* begin *

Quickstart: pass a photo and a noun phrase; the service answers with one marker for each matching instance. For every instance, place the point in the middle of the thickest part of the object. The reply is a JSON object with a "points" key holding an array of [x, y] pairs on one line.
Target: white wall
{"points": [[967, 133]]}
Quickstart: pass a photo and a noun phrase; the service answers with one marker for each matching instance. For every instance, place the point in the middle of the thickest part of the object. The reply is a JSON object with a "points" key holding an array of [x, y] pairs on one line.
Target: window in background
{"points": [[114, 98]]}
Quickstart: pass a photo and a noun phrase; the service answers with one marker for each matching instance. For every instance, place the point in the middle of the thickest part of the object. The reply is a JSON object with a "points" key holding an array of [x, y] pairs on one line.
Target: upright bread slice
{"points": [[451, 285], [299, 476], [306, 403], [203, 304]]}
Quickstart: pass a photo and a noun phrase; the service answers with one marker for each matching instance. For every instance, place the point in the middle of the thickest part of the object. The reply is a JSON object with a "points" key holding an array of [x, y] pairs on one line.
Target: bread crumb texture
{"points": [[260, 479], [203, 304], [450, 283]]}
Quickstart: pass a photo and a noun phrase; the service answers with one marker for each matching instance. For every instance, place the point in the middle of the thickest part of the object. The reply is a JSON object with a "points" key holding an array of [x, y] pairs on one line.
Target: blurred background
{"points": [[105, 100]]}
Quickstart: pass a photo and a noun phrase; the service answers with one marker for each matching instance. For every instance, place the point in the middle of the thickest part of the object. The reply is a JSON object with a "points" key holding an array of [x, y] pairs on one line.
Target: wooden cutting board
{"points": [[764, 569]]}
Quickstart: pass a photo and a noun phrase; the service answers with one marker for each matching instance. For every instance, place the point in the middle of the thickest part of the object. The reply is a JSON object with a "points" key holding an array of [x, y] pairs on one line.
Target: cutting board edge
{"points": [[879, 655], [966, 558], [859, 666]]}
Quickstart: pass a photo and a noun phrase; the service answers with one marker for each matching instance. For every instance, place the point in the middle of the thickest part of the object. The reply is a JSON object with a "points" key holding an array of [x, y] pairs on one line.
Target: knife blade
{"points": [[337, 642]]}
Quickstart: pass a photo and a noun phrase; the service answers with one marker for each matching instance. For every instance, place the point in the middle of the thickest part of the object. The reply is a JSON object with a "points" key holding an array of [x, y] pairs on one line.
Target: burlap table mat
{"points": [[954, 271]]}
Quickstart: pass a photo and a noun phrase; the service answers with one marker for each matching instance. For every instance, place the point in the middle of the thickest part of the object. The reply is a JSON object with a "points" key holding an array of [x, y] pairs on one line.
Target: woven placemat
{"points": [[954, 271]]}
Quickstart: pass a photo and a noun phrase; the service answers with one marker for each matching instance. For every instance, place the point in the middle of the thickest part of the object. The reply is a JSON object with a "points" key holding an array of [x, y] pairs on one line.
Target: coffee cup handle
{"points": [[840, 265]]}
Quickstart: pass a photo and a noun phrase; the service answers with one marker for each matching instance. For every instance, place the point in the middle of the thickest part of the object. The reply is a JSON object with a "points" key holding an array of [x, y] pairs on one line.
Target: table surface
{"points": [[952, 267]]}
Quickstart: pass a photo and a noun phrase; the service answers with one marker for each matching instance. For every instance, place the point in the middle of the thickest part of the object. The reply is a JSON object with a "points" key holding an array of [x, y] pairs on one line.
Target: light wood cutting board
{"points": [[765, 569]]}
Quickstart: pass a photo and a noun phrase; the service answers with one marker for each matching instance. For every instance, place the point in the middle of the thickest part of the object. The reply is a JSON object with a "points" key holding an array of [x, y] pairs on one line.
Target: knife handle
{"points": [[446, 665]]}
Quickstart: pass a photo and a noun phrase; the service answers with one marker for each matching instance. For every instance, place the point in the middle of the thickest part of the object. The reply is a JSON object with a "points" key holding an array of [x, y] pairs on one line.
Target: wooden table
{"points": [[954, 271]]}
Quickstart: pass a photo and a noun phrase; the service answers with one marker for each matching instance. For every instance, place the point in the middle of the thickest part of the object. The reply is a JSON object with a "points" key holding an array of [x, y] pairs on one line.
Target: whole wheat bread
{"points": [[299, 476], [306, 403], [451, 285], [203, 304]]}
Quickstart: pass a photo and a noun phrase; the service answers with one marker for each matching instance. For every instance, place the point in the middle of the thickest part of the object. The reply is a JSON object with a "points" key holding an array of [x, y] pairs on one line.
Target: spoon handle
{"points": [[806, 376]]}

* end *

EXERCISE BRIEF: How many lines in the data above contain the word "wooden"? Reply with the number alone.

RIGHT ANSWER: 2